■ **Records shown**
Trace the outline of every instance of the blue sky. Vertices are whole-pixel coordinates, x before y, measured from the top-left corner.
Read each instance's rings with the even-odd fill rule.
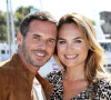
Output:
[[[7,0],[0,0],[0,10],[7,11]],[[20,6],[33,6],[34,8],[51,12],[57,20],[65,13],[79,12],[85,17],[97,20],[100,11],[111,11],[111,0],[11,0],[12,10]],[[53,59],[46,67],[42,67],[40,73],[46,76],[52,70]]]
[[[0,0],[0,10],[7,10],[7,0]],[[20,6],[33,6],[51,12],[57,19],[69,12],[79,12],[94,19],[100,11],[111,11],[111,0],[11,0],[13,11]]]

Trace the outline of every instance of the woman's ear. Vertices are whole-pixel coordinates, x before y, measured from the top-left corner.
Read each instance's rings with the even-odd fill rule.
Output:
[[[22,39],[23,39],[23,36],[19,31],[18,34],[17,34],[17,43],[18,43],[18,46],[21,46],[22,44]]]

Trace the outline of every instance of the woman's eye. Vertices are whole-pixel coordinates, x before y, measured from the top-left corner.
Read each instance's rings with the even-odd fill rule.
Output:
[[[65,41],[59,41],[59,43],[63,44],[63,43],[65,43]]]
[[[40,37],[33,37],[33,39],[39,39]]]
[[[82,41],[81,41],[81,40],[75,40],[74,42],[75,42],[75,43],[80,43],[80,42],[82,42]]]

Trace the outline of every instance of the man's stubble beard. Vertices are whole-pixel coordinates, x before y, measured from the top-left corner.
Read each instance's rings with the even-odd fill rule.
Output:
[[[30,63],[32,67],[38,67],[38,68],[40,68],[40,67],[42,67],[42,66],[44,66],[49,60],[50,60],[50,58],[43,63],[43,64],[34,64],[34,61],[31,59],[31,56],[29,56],[29,53],[30,52],[28,52],[28,50],[27,50],[27,48],[26,48],[26,42],[24,42],[24,40],[23,40],[23,43],[22,43],[22,47],[21,47],[21,53],[22,53],[22,56],[23,56],[23,58],[26,59],[26,61],[28,62],[28,63]]]

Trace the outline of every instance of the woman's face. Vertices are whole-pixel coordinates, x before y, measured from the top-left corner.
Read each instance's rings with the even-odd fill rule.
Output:
[[[88,46],[74,23],[64,23],[59,31],[58,57],[67,67],[84,67]]]

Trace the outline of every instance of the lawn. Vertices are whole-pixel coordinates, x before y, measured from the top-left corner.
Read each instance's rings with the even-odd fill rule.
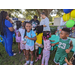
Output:
[[[9,57],[9,55],[5,51],[5,48],[0,43],[0,65],[23,65],[25,63],[25,56],[23,55],[23,52],[21,54],[18,53],[17,44],[13,44],[12,49],[17,53],[17,55]],[[68,54],[68,60],[70,60],[72,55],[72,52]],[[55,52],[53,52],[50,56],[49,65],[55,65],[55,63],[53,62],[54,56]],[[41,65],[41,60],[39,60],[37,63],[34,63],[34,65]]]

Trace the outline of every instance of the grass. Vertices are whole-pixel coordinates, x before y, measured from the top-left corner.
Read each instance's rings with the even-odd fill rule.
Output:
[[[25,56],[23,55],[23,52],[21,54],[18,53],[17,44],[13,44],[12,49],[17,53],[17,55],[9,57],[9,55],[5,51],[5,48],[0,43],[0,65],[23,65],[25,63]],[[68,54],[68,60],[70,60],[72,55],[72,52]],[[55,52],[53,52],[50,56],[49,65],[55,65],[55,63],[53,62],[54,56]],[[39,60],[37,63],[34,63],[34,65],[41,65],[41,60]]]

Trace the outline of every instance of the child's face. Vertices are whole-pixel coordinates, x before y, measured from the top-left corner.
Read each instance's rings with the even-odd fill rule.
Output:
[[[32,25],[29,23],[26,23],[25,28],[26,28],[27,32],[30,32]]]
[[[69,37],[69,34],[67,32],[65,32],[65,31],[61,30],[60,38],[61,39],[66,39],[67,37]]]

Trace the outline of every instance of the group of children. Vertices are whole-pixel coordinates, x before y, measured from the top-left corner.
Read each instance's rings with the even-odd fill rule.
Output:
[[[67,38],[70,34],[70,30],[68,28],[62,29],[58,43],[51,44],[49,40],[51,33],[49,31],[43,31],[43,25],[37,26],[36,33],[32,30],[32,24],[30,22],[21,23],[17,21],[16,25],[16,42],[18,43],[19,53],[21,53],[21,50],[24,52],[26,58],[26,63],[24,65],[33,65],[33,57],[35,57],[35,62],[38,61],[38,48],[41,48],[41,54],[43,53],[41,65],[48,65],[51,47],[56,44],[58,44],[58,48],[55,54],[54,62],[56,65],[63,65],[67,63],[66,60],[68,53],[73,48],[72,41]],[[30,54],[31,61],[29,60]]]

■ **To be done**
Lay out every line of the records above as a Markdown table with the columns Row and Line text, numbering the rows in order. Leave out blank lines and the picture lines.

■ **Final result**
| Row | Line text |
|---|---|
| 1 | Trace the outline of every instance of the blue sky. Vertices are whole-pixel coordinates, x before y, measured from the top-left corner. |
| 2 | Read each instance's rings with the even-odd fill rule. |
| 3 | Output: |
| 4 | [[[7,0],[0,0],[0,10],[7,11]],[[20,6],[33,6],[34,8],[51,12],[57,20],[65,13],[79,12],[85,17],[97,20],[100,11],[111,11],[111,0],[11,0],[12,10]],[[53,59],[46,67],[42,67],[40,73],[46,76],[52,70]]] |
| 5 | [[[0,0],[0,10],[7,10],[7,0]],[[20,6],[33,6],[51,12],[57,19],[69,12],[79,12],[94,19],[100,11],[111,11],[111,0],[11,0],[13,11]]] |
| 6 | Trace the outline of every instance of the woman's ear. Vertices are whole-pixel coordinates, x before y, measured from the top-left corner. |
| 7 | Read each instance's rings with the even-odd fill rule. |
| 8 | Output: |
| 9 | [[[22,39],[23,39],[23,36],[19,31],[18,34],[17,34],[17,43],[18,43],[18,46],[21,46],[22,44]]] |
| 10 | Trace the outline of every instance of the woman's eye. Vertices are whole-pixel coordinates, x before y, measured from the top-left corner. |
| 11 | Read each instance's rings with the even-odd fill rule. |
| 12 | Output: |
| 13 | [[[65,41],[59,41],[59,43],[63,44],[63,43],[65,43]]] |
| 14 | [[[40,37],[33,37],[33,39],[39,39]]] |
| 15 | [[[82,41],[81,41],[81,40],[75,40],[74,42],[75,42],[75,43],[80,43],[80,42],[82,42]]] |
| 16 | Trace the outline of every instance of the man's stubble beard. Vertices are whole-pixel coordinates, x before y, measured from the top-left corner. |
| 17 | Read each instance's rings with the even-odd fill rule. |
| 18 | Output: |
| 19 | [[[30,63],[32,67],[38,67],[38,68],[40,68],[40,67],[42,67],[42,66],[44,66],[49,60],[50,60],[50,58],[43,63],[43,64],[34,64],[34,61],[31,59],[31,56],[29,56],[29,53],[30,52],[28,52],[28,50],[27,50],[27,48],[26,48],[26,42],[24,42],[24,40],[23,40],[23,43],[22,43],[22,47],[21,47],[21,53],[22,53],[22,56],[23,56],[23,58],[26,59],[26,61],[28,62],[28,63]]] |
| 20 | Trace the outline of every instance of the woman's face. Vertices are whole-pixel coordinates, x before y, measured from the top-left corner. |
| 21 | Read each instance's rings with the even-odd fill rule. |
| 22 | Output: |
| 23 | [[[88,46],[74,23],[64,23],[59,31],[58,57],[67,67],[84,67]]] |
| 24 | Trace the outline of every instance of the lawn. Vertices are whole-pixel coordinates, x before y, measured from the top-left corner. |
| 25 | Read each instance's rings with the even-odd fill rule. |
| 26 | Output: |
| 27 | [[[9,57],[9,55],[5,51],[5,48],[0,43],[0,65],[23,65],[25,63],[25,56],[23,55],[23,52],[21,54],[18,53],[17,44],[13,44],[12,49],[17,53],[17,55]],[[68,54],[68,60],[70,60],[72,55],[72,52]],[[55,52],[53,52],[50,56],[49,65],[55,65],[55,63],[53,62],[54,56]],[[41,65],[41,60],[39,60],[37,63],[34,63],[34,65]]] |
| 28 | Trace the outline of every instance of the grass. Vertices are whole-pixel coordinates, x before y, measured from the top-left corner. |
| 29 | Read each instance's rings with the even-odd fill rule. |
| 30 | Output: |
| 31 | [[[25,56],[23,55],[23,52],[21,54],[18,53],[17,44],[13,44],[12,49],[17,53],[17,55],[9,57],[9,55],[5,51],[5,48],[0,43],[0,65],[23,65],[25,63]],[[68,54],[68,60],[70,60],[72,55],[72,52]],[[55,52],[53,52],[50,56],[49,65],[55,65],[55,63],[53,62],[54,56]],[[39,60],[37,63],[34,63],[34,65],[41,65],[41,60]]] |
| 32 | Trace the outline of every instance of the child's face. Vertices are whole-pixel coordinates, x before y, measured from the top-left corner. |
| 33 | Read each instance's rings with the even-odd fill rule. |
| 34 | Output: |
| 35 | [[[32,25],[29,23],[26,23],[25,28],[26,28],[27,32],[30,32]]] |
| 36 | [[[69,37],[69,34],[67,32],[65,32],[65,31],[61,30],[60,38],[61,39],[66,39],[67,37]]] |
| 37 | Trace the outline of every instance of the group of children. Vertices are whole-pixel coordinates, x before y, measured from the top-left corner. |
| 38 | Read each instance's rings with the even-odd fill rule. |
| 39 | Output: |
| 40 | [[[67,38],[70,34],[70,30],[68,28],[62,29],[58,43],[51,44],[49,40],[51,33],[49,31],[43,31],[43,25],[37,26],[36,33],[32,30],[32,24],[30,22],[21,23],[17,21],[16,25],[16,42],[18,43],[19,53],[21,53],[21,50],[24,52],[26,58],[26,63],[24,65],[33,65],[33,57],[35,57],[35,62],[38,61],[38,48],[41,48],[41,54],[43,53],[41,65],[48,65],[51,47],[56,44],[58,44],[58,48],[55,54],[54,62],[56,65],[63,65],[67,63],[66,60],[68,53],[73,48],[72,41]],[[30,54],[31,61],[29,60]]] |